Das World Economic Forum (WEF) in Davos steht diese Woche fast ganz im Zeichen des Ukraine-Kriegs. Ein weiteres Thema ist die Deglobalisierung, bedingt durch den Krieg, aber auch durch Chinas rigorose Zero-Covid-Politik, die den Welthandel beeinträchtigt. Passend dazu hat Joe Biden am Montag eine Weichenstellung vorgenommen.
Der US-Präsident gehört zu den grossen Abwesenden in Davos. Er befindet sich auf einer Reise durch Asien. Für Aufregung sorgte Biden dabei mit der Aussage, die USA hätten eine «Verpflichtung», Taiwan im Fall eines chinesischen Angriffs zu verteidigen. Fast ein wenig unter ging die Wirtschaftspartnerschaft, die er in Tokio vorgestellt hat.

==*==

Die Aufgabe:
Können Sie aus dem Dokumentabschnitt die Stelle von „Der US-Präsident gehört“ bis einschließlich „Tokio vorgestellt hat.“ wortgetreu wiedergeben?

Gespeicherte Einträge:
==*==

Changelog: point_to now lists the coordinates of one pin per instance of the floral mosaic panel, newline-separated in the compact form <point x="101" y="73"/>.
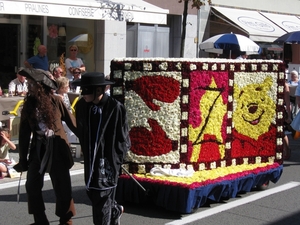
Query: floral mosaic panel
<point x="203" y="113"/>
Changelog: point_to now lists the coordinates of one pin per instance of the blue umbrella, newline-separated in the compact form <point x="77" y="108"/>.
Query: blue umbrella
<point x="231" y="42"/>
<point x="289" y="38"/>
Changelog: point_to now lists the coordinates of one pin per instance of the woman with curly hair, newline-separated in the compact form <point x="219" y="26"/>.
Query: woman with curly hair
<point x="49" y="150"/>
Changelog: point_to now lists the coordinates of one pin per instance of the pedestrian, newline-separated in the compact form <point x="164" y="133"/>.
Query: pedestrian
<point x="104" y="139"/>
<point x="57" y="72"/>
<point x="48" y="148"/>
<point x="39" y="61"/>
<point x="73" y="62"/>
<point x="18" y="86"/>
<point x="5" y="145"/>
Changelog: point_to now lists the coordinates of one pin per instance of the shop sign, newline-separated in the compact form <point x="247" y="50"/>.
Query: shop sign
<point x="291" y="26"/>
<point x="256" y="24"/>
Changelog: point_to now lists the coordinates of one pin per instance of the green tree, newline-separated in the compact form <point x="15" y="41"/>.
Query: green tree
<point x="195" y="3"/>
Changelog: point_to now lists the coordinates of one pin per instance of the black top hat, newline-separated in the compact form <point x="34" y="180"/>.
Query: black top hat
<point x="92" y="79"/>
<point x="39" y="75"/>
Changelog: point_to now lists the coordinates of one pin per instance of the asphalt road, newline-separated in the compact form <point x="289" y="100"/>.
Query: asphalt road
<point x="278" y="205"/>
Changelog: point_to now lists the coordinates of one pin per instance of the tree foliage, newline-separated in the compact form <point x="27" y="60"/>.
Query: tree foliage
<point x="195" y="4"/>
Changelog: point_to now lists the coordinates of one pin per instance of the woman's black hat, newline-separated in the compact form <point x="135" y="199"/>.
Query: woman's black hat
<point x="39" y="75"/>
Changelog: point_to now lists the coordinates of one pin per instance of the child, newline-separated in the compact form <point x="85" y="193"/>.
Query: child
<point x="5" y="145"/>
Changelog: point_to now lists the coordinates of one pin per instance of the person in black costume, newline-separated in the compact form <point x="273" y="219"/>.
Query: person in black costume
<point x="104" y="138"/>
<point x="43" y="138"/>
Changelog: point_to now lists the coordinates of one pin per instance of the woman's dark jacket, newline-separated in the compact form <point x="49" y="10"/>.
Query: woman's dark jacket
<point x="61" y="148"/>
<point x="113" y="141"/>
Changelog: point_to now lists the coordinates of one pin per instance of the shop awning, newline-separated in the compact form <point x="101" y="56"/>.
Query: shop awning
<point x="137" y="11"/>
<point x="286" y="22"/>
<point x="258" y="27"/>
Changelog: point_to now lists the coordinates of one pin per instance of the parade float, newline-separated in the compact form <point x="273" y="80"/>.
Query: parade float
<point x="200" y="129"/>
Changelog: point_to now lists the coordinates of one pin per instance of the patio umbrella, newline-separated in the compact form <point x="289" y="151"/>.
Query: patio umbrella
<point x="231" y="42"/>
<point x="289" y="38"/>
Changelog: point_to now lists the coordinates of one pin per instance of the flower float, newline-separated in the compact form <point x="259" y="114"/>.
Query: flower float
<point x="221" y="117"/>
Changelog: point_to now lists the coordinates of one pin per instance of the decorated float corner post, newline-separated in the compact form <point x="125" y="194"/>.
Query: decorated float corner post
<point x="200" y="129"/>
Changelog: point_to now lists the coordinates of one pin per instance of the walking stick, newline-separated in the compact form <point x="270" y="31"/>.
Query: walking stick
<point x="138" y="183"/>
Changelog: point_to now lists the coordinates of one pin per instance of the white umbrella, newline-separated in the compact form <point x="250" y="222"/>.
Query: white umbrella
<point x="231" y="42"/>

==*==

Lösung der Aufgabe:
Der US-Präsident gehört zu den grossen Abwesenden in Davos. Er befindet sich auf einer Reise durch Asien. Für Aufregung sorgte Biden dabei mit der Aussage, die USA hätten eine «Verpflichtung», Taiwan im Fall eines chinesischen Angriffs zu verteidigen. Fast ein wenig unter ging die Wirtschaftspartnerschaft, die er in Tokio vorgestellt hat.